▶ ASSIGNMENT
In the entries below, find the lines that contain the word "black" and copy them.

▶ ENTRIES SHOWN
- Opening Delimiter -

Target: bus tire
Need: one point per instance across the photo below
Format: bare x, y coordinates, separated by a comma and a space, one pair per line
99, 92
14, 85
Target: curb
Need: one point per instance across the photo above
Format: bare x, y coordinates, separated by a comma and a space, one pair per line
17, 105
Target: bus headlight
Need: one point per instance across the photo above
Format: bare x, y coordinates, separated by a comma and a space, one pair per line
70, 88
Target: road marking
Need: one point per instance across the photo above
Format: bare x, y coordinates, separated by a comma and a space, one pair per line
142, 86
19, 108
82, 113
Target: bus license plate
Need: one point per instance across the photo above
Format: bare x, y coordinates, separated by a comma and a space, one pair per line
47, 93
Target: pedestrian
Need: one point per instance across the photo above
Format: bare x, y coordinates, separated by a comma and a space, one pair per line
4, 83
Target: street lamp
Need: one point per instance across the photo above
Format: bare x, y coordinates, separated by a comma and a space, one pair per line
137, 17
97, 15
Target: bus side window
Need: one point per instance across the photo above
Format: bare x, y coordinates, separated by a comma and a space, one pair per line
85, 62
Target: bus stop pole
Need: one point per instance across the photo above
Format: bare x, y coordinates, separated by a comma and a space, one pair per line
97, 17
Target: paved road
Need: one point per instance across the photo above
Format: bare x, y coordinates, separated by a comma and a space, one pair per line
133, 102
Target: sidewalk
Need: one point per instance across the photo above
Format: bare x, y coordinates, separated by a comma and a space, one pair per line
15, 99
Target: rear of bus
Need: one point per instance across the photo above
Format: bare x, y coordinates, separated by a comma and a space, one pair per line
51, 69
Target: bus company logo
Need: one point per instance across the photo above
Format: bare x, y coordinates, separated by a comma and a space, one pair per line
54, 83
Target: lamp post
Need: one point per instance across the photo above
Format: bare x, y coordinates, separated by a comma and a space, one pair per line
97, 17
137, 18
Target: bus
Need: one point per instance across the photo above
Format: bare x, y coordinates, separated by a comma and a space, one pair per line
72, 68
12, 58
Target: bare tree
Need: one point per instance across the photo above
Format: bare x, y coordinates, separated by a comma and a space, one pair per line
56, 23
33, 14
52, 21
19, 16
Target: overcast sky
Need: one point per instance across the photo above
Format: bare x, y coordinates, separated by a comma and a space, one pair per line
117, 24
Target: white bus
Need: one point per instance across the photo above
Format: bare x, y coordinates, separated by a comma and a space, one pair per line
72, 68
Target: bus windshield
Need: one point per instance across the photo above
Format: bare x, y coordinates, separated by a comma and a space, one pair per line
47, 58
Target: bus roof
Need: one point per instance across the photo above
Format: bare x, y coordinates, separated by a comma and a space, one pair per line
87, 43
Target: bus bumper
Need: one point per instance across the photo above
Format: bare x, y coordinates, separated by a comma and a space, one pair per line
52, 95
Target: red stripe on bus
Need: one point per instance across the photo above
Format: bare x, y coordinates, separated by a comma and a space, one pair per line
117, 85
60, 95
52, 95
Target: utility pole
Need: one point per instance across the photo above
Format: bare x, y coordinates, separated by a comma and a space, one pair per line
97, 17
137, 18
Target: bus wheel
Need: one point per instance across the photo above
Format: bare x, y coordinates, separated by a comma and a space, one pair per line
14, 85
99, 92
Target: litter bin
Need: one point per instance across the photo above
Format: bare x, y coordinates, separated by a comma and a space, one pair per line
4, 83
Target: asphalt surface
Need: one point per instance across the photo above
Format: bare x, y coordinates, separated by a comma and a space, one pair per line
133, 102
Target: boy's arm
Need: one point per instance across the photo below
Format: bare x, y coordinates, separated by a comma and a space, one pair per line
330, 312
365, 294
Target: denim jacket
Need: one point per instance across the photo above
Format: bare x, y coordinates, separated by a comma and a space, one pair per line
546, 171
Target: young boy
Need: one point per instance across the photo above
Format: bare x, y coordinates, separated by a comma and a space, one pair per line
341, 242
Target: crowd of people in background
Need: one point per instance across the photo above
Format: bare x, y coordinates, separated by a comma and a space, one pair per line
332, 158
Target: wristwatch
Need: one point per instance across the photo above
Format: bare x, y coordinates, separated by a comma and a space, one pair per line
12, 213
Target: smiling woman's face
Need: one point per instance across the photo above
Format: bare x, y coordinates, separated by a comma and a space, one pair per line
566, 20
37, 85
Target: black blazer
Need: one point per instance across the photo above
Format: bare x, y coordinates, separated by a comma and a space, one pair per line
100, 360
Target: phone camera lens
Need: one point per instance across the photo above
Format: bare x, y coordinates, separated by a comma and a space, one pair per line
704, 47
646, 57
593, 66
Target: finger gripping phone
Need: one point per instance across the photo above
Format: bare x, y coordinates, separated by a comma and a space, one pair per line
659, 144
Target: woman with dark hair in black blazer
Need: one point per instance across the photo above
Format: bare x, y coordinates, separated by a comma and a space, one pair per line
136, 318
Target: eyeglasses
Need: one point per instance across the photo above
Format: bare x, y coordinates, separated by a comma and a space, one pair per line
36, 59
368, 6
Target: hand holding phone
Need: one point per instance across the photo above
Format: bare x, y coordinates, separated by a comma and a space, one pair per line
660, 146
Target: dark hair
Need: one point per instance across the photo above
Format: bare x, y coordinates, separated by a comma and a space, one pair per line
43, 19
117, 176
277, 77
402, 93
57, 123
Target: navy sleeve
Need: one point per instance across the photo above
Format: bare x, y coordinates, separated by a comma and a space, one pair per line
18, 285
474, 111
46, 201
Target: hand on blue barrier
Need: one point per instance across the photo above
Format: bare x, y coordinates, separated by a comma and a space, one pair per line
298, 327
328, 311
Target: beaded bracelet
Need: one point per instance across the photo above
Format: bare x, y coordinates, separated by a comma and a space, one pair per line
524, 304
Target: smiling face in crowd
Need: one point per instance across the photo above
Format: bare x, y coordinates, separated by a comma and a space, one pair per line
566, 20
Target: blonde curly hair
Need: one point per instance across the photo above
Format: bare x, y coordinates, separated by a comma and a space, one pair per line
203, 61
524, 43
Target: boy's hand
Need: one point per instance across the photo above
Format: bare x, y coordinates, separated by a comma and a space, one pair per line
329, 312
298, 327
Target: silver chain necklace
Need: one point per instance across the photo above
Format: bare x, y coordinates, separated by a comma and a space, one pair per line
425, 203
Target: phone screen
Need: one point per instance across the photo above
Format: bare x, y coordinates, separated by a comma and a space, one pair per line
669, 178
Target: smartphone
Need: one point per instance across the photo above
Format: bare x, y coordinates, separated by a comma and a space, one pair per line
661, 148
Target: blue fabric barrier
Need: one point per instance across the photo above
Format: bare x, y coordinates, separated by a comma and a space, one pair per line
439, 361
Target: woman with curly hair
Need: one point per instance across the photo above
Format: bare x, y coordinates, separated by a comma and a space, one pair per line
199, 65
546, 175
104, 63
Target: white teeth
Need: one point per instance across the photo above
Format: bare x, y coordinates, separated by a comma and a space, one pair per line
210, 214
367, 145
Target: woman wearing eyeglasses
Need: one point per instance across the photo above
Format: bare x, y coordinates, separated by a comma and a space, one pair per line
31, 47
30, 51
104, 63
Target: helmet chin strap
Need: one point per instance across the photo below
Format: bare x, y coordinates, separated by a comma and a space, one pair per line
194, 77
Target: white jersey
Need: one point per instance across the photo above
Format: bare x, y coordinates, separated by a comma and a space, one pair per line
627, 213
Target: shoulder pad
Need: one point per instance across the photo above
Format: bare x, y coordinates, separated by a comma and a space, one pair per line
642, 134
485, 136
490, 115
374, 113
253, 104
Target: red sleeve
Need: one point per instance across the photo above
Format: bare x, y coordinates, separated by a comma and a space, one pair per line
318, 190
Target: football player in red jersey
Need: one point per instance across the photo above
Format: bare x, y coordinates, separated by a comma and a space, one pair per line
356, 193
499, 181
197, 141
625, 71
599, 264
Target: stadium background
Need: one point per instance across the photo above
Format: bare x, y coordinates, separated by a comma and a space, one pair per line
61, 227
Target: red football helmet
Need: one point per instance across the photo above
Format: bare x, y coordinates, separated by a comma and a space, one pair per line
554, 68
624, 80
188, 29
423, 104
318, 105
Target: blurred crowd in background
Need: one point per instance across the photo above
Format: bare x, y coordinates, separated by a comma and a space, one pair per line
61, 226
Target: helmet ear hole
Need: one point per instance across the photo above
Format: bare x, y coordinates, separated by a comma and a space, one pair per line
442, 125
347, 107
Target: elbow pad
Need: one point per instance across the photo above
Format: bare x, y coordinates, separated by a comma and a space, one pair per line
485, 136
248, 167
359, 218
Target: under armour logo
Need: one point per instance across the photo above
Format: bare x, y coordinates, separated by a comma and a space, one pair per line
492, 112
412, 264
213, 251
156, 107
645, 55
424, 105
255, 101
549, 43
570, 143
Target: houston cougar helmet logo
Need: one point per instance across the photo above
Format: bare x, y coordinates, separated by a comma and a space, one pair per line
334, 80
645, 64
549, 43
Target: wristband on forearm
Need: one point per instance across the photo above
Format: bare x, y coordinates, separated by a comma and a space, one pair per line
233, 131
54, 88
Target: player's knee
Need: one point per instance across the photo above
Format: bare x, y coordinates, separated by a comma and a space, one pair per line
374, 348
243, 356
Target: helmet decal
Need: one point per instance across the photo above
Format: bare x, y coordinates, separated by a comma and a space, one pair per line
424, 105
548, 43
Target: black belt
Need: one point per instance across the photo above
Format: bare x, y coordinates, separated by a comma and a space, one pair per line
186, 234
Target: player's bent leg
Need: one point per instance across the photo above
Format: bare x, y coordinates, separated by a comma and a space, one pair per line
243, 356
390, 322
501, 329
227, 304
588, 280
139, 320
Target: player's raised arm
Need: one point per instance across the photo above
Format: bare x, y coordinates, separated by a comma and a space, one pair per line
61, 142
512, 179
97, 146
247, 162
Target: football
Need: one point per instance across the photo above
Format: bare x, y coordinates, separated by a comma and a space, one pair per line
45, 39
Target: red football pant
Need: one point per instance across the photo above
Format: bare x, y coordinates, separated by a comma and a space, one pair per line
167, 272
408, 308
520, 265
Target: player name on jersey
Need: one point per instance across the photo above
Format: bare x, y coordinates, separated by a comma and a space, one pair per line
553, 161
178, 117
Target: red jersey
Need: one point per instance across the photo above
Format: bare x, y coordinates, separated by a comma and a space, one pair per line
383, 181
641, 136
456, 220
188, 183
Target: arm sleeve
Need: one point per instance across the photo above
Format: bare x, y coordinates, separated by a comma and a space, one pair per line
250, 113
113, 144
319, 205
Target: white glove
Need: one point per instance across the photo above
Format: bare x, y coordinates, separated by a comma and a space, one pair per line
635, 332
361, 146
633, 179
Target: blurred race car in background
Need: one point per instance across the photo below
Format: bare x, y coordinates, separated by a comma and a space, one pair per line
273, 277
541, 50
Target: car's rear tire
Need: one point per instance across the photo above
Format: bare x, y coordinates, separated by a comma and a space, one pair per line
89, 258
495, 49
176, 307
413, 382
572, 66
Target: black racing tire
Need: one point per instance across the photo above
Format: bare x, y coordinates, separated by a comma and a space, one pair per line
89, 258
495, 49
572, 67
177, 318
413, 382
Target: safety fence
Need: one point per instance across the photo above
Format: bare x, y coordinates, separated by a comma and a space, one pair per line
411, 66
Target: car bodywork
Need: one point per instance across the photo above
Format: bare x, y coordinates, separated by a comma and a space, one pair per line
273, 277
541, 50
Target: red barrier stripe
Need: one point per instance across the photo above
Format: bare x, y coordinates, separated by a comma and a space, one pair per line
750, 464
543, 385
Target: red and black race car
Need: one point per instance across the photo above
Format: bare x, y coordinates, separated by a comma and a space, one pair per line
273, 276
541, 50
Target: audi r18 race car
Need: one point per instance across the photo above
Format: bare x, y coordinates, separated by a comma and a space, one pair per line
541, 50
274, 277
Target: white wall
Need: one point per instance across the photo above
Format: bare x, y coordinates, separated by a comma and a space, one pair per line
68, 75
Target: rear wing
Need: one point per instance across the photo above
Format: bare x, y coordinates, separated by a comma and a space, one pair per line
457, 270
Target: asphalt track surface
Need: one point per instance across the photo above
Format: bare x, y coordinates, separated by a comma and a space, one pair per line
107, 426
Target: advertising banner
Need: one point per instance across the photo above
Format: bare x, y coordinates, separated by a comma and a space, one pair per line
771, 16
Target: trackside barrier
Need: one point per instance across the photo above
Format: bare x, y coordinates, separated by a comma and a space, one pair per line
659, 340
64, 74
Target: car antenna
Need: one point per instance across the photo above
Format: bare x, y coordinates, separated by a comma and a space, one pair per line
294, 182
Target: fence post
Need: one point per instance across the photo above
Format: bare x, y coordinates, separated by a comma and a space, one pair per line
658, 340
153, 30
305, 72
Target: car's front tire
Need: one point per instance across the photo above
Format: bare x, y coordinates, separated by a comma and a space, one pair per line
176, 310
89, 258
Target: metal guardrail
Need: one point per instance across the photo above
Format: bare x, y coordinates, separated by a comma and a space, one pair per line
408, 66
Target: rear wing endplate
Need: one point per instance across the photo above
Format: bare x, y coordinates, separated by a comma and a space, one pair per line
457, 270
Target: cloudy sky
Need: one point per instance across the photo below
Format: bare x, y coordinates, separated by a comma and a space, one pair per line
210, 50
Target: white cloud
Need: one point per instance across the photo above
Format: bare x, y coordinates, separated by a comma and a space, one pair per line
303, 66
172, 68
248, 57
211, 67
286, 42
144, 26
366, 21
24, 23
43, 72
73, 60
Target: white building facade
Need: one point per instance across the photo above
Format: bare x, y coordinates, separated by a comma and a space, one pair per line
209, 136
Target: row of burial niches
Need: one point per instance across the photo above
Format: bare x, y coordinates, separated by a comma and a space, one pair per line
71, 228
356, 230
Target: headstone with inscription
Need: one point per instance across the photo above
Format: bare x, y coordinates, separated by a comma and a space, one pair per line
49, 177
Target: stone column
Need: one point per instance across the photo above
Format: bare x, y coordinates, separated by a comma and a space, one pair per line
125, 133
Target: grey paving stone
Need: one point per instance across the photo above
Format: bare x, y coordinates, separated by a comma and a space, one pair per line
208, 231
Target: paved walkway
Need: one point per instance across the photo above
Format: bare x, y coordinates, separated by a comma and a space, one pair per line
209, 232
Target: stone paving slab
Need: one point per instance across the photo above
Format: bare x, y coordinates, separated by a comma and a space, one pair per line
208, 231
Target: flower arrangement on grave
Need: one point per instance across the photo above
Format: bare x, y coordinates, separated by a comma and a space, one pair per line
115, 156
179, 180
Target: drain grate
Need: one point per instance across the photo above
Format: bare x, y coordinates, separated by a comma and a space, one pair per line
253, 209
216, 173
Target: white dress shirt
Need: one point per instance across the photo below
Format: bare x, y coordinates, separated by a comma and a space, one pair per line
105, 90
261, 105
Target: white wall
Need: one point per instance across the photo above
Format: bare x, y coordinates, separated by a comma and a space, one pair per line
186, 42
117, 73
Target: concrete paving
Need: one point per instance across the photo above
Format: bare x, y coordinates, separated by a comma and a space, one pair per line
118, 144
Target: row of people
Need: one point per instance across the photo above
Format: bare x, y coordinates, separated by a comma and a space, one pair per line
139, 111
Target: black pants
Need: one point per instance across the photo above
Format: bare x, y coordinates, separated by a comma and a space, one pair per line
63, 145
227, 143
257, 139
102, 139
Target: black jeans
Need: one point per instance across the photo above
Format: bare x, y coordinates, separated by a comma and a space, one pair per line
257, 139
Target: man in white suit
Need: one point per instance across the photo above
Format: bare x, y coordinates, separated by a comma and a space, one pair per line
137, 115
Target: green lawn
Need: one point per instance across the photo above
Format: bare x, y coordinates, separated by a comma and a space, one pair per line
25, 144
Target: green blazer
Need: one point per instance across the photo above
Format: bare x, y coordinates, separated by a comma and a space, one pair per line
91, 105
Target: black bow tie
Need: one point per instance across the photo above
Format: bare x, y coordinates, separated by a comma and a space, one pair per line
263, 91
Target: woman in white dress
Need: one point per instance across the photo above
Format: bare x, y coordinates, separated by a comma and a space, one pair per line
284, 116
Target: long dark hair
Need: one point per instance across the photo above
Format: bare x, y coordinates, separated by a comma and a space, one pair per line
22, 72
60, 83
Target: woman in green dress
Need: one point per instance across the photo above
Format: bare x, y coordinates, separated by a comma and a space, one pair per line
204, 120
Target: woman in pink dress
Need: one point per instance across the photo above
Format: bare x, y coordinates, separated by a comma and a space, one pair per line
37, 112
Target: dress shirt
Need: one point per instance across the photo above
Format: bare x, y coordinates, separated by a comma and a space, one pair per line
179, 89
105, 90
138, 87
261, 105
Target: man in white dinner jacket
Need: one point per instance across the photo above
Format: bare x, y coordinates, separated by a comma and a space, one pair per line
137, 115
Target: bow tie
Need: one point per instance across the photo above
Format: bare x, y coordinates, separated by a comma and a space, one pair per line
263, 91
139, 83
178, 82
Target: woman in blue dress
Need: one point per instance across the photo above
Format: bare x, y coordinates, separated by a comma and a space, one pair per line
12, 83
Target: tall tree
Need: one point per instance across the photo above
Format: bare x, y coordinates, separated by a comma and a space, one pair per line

- Closing Delimiter -

▶ EXPECTED OUTPUT
Target: black blazer
Target: woman with dark hair in black blazer
Target: black belt
Target: black racing tire
Target: red and black race car
Target: black pants
Target: black jeans
Target: black bow tie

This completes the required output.